---------- ARTICLE ----------

While text cohesion is recognized as an important factor in comprehension and 
learning from text, there is currently no technique or tool available to visualize cohesive 
links between documents. We address this gap here, introducing Multi-document 
Cohesion Network Analysis (MD-CNA). CNA [3] relies on advanced natural language 
processing techniques, together with Social Network Analysis [4] measurements 
applied on the cohesion graph, to model discourse structure in terms of semantic links. 
The MD-CNA graph is a multi-layered graph that establishes semantic links between 
text elements of different granularities (i.e., the entire text, paragraphs, or sentences), 
including hierarchical inclusion links and links among elements of the same level. MD- 
CNA can be used to model both local and global cohesion, as it reflects the underlying 
semantic content of discourse within a document or between multiple texts [5]. 

In this study, we extend the CNA graph with lexical overlap links of two types (i.e., 
topic and content), together with coreference links, to better highlight dependencies 
between text fragments at different levels. We also introduce visualizations that 
highlight filtered links from the extended CNA graph, both within and between 
documents.

---------- INFORMATION GIVEN ----------

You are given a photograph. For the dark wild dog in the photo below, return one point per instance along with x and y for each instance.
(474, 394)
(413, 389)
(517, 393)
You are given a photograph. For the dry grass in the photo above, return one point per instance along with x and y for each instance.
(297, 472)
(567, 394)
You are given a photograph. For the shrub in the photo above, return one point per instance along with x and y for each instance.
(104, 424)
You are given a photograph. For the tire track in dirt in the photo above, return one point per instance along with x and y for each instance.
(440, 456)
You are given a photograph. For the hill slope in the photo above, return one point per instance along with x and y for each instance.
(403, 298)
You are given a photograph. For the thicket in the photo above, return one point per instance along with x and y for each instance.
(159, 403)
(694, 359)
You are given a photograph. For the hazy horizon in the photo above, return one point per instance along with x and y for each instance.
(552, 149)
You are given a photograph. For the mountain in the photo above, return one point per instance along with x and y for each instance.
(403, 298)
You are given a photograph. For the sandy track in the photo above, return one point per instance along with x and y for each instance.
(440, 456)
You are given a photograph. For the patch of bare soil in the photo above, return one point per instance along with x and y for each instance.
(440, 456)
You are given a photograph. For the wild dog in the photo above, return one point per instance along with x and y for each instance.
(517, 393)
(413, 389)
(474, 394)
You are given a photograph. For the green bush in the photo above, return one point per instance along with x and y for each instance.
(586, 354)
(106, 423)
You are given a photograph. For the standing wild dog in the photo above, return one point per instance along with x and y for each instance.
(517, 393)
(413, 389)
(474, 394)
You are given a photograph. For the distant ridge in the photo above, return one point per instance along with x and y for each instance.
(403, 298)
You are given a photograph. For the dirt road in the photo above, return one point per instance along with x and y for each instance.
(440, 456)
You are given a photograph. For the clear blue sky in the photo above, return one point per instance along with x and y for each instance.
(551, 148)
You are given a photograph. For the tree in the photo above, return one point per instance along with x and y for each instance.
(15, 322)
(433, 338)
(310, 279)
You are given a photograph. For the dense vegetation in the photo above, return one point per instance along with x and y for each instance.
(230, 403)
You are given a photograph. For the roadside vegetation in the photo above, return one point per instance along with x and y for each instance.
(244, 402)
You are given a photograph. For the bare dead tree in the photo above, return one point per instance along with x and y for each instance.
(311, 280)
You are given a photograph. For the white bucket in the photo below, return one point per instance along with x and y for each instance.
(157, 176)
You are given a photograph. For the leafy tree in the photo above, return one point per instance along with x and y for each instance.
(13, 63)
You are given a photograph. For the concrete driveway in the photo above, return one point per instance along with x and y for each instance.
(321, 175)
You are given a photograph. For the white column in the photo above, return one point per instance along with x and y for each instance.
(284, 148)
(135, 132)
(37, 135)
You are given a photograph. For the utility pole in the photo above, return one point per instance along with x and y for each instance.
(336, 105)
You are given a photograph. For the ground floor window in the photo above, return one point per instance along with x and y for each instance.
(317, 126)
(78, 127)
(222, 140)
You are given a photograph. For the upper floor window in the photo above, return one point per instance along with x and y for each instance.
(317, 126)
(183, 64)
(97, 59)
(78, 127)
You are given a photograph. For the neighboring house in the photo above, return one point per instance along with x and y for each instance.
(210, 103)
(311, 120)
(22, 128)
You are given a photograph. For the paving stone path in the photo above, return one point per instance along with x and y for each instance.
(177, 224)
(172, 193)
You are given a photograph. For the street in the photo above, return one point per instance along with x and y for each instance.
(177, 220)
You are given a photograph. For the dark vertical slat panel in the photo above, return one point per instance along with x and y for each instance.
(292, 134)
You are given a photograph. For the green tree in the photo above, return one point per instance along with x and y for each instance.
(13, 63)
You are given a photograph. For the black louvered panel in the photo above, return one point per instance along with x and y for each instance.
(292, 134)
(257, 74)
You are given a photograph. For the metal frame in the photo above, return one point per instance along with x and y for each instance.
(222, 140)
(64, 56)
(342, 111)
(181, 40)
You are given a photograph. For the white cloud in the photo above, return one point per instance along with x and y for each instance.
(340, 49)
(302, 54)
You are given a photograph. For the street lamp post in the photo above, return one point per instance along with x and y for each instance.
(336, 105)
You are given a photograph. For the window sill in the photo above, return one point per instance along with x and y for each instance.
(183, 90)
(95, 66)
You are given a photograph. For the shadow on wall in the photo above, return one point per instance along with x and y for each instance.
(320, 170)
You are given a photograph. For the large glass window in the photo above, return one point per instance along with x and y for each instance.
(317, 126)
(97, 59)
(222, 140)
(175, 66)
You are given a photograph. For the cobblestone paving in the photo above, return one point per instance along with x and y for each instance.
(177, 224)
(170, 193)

----------

**REQUIRED WORK**
A. In the passage on cohesion network analysis, which two types of lexical overlap links are added to the CNA graph?
B. Translate this sentence from the passage on cohesion network analysis into Spanish: "We address this gap here, introducing Multi-document Cohesion Network Analysis (MD-CNA)."
C. Write what comes next in the passage on cohesion network analysis, starting after its last sentence.

**OUTPUTS IN ORDER**
A. Topic and content.

B. Abordamos aquí esta carencia presentando el Análisis de Redes de Cohesión Multidocumento (MD-CNA).

C.
2 Method 


The CNA graph [3] is centered mainly on semantic links computed using various 
models (e.g., Latent Semantic Analysis [6], Latent Dirichlet Allocation [7], word2vec 
[8], FastText [9], or Glove [10]), that can be established either between text elements of 
the same level (e.g., among sentences), or between different layers of the hierarchy 
(e.g., sentences relating to the constituent paragraphs). The CNA graph was extended 
for this study with two new types of links. First, lexical overlap is computed as a 
Jaccard distance over a bag of word representation of the text elements. Two types of 
measurements are performed after preprocessing the text using in spaCy’. Content 
overlap considers the usage of content words which include useful information from 
the text (i.e., lemmatized forms of words having as part-of-speech one of the following: 
nouns, verbs, adjectives, or adverbs). Topic overlap considers a more constrained view 
which takes into account only lemmas responsible for text contextualization and 
inducing actions (i.e., only nouns and verbs).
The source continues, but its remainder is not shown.